(Data listing)
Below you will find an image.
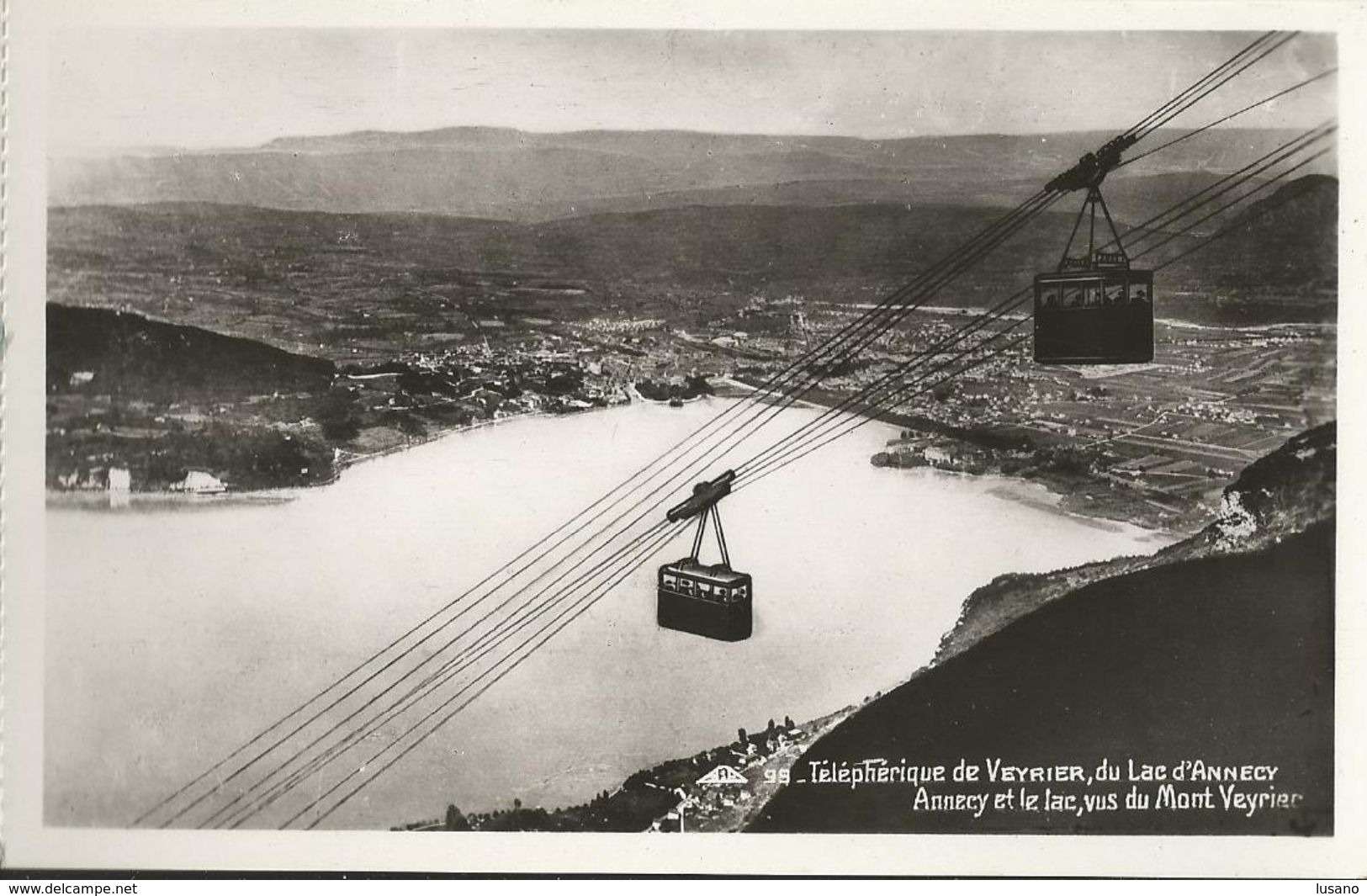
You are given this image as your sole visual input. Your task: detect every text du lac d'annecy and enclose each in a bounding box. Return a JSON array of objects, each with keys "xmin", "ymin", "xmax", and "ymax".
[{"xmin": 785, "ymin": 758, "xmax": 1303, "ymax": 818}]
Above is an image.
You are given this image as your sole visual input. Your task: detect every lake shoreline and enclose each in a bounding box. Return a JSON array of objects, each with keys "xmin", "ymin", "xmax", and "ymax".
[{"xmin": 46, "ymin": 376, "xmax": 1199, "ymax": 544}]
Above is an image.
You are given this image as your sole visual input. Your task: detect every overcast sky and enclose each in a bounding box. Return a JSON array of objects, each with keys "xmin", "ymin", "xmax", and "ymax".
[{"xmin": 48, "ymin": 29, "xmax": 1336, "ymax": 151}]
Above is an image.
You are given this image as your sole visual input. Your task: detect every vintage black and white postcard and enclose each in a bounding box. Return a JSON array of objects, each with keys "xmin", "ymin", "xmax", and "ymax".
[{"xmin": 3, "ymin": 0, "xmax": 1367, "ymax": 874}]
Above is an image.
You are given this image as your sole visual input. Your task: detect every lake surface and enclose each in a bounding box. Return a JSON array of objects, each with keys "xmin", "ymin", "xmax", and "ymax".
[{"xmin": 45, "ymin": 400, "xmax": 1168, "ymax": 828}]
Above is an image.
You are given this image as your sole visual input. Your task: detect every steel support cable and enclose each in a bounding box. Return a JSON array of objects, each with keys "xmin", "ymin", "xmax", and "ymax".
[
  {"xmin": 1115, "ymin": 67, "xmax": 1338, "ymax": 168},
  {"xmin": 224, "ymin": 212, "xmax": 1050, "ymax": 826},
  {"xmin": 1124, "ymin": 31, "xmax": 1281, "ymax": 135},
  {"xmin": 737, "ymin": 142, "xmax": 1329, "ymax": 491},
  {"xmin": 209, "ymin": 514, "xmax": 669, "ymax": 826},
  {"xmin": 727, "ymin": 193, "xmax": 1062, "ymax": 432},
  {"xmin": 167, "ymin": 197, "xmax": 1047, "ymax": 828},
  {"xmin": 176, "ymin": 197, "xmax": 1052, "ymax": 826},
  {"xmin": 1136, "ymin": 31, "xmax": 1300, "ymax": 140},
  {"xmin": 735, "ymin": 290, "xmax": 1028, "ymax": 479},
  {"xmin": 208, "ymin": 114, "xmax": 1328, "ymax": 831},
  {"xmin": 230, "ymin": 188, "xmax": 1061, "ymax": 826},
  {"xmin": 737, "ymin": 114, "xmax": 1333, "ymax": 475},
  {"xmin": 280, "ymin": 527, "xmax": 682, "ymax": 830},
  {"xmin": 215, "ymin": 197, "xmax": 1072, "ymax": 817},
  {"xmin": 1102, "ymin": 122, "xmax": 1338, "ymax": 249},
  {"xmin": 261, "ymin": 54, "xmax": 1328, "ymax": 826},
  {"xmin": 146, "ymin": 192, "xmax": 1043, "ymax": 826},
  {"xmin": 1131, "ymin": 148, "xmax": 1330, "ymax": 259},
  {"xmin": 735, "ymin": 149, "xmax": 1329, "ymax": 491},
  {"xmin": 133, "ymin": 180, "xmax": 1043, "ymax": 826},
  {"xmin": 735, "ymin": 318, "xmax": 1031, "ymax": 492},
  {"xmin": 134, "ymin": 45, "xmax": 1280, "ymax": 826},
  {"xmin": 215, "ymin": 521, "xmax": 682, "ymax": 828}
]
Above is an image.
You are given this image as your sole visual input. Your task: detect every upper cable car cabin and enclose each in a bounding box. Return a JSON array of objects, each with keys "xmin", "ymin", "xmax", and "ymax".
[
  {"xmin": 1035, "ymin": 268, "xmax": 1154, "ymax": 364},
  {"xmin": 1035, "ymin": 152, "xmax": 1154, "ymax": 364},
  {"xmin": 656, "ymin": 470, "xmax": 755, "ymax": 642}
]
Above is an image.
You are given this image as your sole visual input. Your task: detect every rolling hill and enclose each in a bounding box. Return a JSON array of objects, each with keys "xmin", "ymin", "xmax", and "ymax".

WORK TO DO: Report each line of the listing above that contains the word "every", treating uppercase and lowercase letters as different.

RESPONSE FOR THIS EXERCISE:
You are given this image as your sole visual input. Your task: detect every text du lac d'annecy and enclose each in a bounding box. Return a JSON array of objects, each with keys "xmin", "ymin", "xmax", and "ymax".
You are given this image as your sole visual input. Your task: detect every lake shoreline and enclose each in a bounding box. Return a JSON array of objects, each with keys "xmin", "ymin", "xmax", and "ymax".
You are given this image as your sole visual input. Your task: detect every overcast sky and enclose each in a bounding box. Return a JSON array of objects, each with keys "xmin", "ymin", "xmax", and "ymax".
You are given this image as your sole visual input. Your task: detect every vintage black and white postcard and enclose each in a bounding box. Return a JSON array of objects, each with keys "xmin", "ymin", "xmax", and "ymax".
You are given this image as your sole visual input. Your task: detect every lake surface and enclose each in a bounding box. Return a JSON array of objects, each with keys "xmin", "ymin", "xmax", and "ymax".
You are given this image as your sole visual input. Your task: detect every steel support cable and enclose each in a bounding box. Return a JSON array of objects, each with keys "xmin", "ymin", "xmax", and "ymax".
You are given this image as your sole visual input. Your task: detect every upper cable car cabin and enclose each in a bounding box. Return a JSON array of objects, each with keys "xmin", "ymin", "xmax", and "ymax".
You are given this image as your sole visual input. Your task: detect every rolling hill and enclose each in a bounding box. Return a JSON array of objects, each with keys "xmin", "ymin", "xmax", and "ymax".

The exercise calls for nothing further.